▸ **Problem description**: Edit the material from its first line through the line containing "[(300, 108)]", both included, changing "Target" to "Label" and keeping everything else the same. Leave the pictures out of your answer.

<<<<

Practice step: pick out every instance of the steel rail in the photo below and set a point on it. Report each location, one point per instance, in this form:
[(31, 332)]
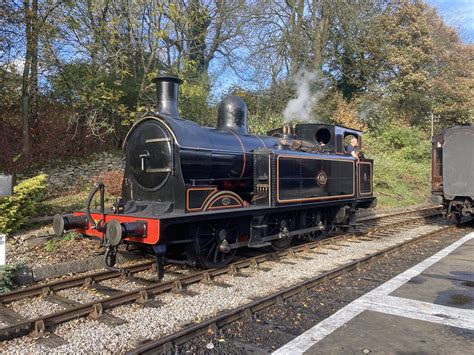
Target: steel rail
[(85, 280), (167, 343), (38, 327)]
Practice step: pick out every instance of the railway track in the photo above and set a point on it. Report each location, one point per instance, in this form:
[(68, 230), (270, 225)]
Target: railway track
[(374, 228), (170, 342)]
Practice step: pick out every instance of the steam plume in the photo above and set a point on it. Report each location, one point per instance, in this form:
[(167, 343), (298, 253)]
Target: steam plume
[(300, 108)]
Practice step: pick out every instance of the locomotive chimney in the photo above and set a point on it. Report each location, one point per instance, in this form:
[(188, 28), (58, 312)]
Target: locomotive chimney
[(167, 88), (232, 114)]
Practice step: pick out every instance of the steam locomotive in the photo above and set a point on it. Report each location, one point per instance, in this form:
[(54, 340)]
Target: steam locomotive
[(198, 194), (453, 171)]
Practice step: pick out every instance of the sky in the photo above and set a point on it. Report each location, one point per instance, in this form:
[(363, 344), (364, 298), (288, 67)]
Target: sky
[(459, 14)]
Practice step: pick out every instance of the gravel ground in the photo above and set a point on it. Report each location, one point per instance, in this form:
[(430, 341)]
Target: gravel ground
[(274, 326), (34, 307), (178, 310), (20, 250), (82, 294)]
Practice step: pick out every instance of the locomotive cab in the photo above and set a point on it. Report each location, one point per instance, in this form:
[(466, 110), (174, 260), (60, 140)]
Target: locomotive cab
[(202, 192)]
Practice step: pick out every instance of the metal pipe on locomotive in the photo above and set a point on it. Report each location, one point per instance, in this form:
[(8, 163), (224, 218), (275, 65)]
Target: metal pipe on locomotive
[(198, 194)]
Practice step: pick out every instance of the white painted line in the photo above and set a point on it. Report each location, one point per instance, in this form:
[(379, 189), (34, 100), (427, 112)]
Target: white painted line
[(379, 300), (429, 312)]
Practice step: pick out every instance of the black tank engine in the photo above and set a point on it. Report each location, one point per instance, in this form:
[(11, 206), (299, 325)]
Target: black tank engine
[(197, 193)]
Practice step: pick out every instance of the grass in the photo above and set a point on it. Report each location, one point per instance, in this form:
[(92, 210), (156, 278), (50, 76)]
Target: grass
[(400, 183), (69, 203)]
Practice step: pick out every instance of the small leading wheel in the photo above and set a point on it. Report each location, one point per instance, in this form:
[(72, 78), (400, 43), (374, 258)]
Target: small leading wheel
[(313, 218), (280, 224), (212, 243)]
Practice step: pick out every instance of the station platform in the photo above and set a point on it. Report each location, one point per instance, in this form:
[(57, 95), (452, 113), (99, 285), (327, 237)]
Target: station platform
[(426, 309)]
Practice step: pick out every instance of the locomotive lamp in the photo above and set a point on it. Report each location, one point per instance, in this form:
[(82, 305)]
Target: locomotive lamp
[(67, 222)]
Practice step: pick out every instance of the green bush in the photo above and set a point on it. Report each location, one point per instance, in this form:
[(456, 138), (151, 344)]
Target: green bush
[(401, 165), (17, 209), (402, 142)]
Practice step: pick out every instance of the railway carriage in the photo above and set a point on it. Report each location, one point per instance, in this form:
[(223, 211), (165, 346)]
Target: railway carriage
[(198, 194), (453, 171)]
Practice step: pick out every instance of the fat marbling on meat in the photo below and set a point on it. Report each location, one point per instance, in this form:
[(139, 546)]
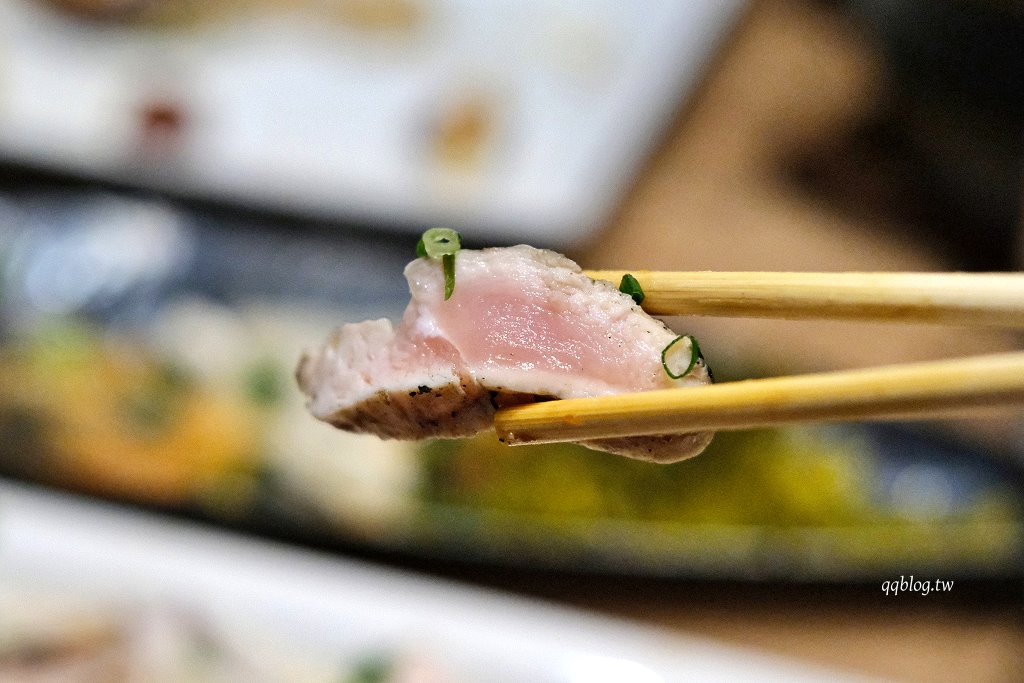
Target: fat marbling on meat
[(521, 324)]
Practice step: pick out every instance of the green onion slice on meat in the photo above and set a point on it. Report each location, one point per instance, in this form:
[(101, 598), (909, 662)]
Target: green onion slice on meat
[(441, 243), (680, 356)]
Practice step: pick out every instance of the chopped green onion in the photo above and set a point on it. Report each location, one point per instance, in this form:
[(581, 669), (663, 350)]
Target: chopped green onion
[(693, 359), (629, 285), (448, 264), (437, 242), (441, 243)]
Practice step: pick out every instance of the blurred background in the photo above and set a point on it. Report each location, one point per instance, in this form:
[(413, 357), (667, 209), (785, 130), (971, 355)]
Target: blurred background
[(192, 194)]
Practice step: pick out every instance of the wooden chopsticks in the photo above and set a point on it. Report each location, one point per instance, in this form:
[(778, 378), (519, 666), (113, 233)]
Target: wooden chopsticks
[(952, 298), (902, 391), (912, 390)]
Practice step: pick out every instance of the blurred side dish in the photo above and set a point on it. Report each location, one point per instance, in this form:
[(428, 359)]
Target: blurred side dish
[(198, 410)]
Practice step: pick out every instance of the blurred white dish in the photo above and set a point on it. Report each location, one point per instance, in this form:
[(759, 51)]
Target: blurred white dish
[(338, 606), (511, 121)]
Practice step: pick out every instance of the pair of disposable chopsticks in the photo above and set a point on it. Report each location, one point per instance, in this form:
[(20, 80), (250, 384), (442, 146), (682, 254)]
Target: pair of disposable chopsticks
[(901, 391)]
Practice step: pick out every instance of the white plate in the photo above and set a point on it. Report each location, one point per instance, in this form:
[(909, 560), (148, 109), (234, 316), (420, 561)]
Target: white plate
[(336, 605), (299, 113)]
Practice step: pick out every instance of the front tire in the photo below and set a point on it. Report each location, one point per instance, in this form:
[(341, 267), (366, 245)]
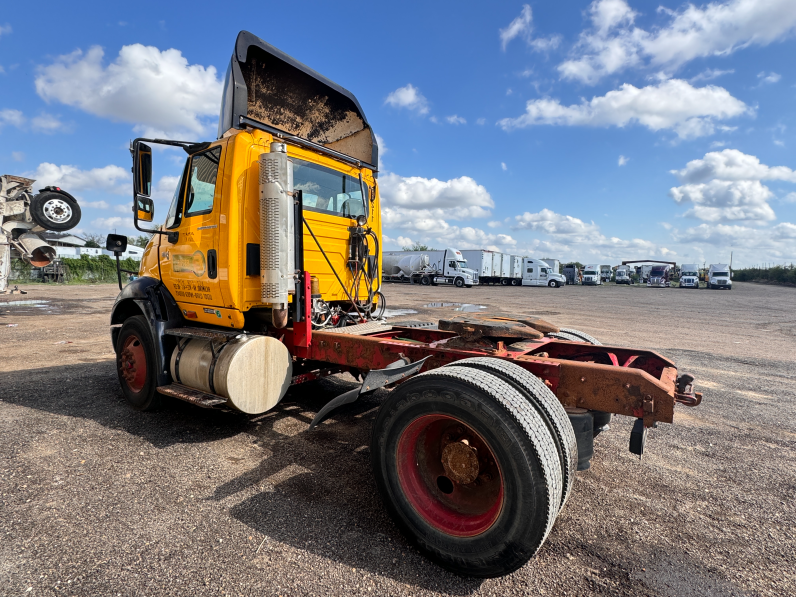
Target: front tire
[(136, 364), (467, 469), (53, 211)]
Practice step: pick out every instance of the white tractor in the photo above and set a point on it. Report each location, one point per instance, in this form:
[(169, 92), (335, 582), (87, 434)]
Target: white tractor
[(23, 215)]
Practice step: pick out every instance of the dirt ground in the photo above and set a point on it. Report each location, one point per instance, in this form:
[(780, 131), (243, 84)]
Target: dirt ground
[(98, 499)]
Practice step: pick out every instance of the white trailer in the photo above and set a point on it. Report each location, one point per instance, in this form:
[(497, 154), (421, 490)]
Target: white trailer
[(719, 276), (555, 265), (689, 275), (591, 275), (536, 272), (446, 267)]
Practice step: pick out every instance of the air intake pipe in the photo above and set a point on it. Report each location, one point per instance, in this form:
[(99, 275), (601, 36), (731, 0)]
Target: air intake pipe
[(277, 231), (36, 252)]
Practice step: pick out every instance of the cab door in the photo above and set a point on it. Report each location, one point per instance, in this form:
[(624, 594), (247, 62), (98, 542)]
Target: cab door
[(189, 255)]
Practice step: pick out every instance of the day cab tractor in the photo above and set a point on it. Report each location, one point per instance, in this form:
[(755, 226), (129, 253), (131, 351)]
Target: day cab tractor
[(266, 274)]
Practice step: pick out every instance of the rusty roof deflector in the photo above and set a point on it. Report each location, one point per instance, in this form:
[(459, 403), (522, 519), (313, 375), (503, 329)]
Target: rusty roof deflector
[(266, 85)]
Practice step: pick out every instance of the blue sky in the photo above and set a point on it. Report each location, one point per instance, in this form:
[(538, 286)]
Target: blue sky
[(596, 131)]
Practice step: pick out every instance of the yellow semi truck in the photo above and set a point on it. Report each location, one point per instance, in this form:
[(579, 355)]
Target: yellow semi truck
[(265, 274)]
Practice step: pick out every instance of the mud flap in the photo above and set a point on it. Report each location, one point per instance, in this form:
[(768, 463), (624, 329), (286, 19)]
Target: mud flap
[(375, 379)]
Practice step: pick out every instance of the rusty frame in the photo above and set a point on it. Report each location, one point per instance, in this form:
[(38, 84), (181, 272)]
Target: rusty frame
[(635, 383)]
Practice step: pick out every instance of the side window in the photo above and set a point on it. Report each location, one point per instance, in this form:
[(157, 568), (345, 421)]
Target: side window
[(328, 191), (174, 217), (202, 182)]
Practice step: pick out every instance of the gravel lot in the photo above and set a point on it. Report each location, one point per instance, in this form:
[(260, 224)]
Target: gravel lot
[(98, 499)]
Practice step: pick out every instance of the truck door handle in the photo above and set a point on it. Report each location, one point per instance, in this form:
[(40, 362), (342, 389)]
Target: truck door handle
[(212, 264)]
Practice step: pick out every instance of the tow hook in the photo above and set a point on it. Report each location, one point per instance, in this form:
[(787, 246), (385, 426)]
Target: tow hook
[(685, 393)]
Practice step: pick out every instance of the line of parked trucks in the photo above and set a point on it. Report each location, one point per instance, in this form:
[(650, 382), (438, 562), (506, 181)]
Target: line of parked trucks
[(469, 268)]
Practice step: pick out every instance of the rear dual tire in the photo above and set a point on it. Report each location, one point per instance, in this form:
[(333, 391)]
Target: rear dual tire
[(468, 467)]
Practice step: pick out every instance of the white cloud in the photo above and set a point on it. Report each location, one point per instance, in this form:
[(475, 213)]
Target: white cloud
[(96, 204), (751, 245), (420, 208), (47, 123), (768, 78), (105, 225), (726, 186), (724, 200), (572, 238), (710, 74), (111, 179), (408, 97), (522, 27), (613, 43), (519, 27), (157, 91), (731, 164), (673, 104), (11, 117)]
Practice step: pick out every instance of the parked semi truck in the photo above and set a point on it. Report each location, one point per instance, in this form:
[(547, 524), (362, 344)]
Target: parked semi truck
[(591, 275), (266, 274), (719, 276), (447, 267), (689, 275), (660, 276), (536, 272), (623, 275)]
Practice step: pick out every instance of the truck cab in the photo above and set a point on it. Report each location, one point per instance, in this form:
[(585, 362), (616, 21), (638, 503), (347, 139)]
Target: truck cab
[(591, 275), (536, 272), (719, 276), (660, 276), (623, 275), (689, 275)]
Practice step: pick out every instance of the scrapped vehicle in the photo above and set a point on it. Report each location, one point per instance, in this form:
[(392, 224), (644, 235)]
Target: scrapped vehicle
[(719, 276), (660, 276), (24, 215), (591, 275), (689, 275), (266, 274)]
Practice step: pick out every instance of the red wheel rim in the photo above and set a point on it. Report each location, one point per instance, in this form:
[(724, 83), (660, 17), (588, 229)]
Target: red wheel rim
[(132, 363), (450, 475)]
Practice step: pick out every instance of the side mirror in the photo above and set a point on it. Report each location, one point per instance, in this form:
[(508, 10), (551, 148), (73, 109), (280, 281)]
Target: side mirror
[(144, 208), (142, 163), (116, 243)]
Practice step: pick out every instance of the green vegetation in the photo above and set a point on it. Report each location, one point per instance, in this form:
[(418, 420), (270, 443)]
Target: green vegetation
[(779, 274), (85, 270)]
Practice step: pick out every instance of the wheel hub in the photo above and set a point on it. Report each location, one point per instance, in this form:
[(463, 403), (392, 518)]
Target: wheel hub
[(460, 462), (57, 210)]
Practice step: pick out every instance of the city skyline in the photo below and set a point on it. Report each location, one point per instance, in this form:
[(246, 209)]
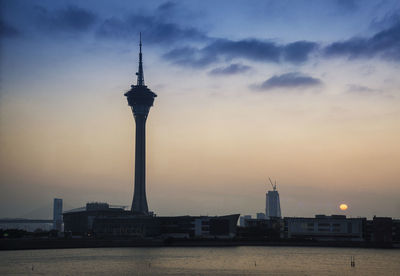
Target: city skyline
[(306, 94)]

>>>>

▸ **Response**:
Practice step: pick out every instance of the steel rail in the photo below and set a point on it. Report each location, one point per instance, in this form:
[(31, 332)]
Label: steel rail
[(85, 280), (167, 343), (38, 327)]
Practice step: pick out every instance of the railway track in the photo above and set a point on it. Report each location, one point per instance, in this form:
[(68, 230), (270, 225)]
Label: railway track
[(374, 228), (170, 342)]
Practice step: pick out every instance of the steam plume in the photo above and set a point on it. Report each location, one point per instance, in this form:
[(167, 343), (298, 253)]
Label: steam plume
[(300, 108)]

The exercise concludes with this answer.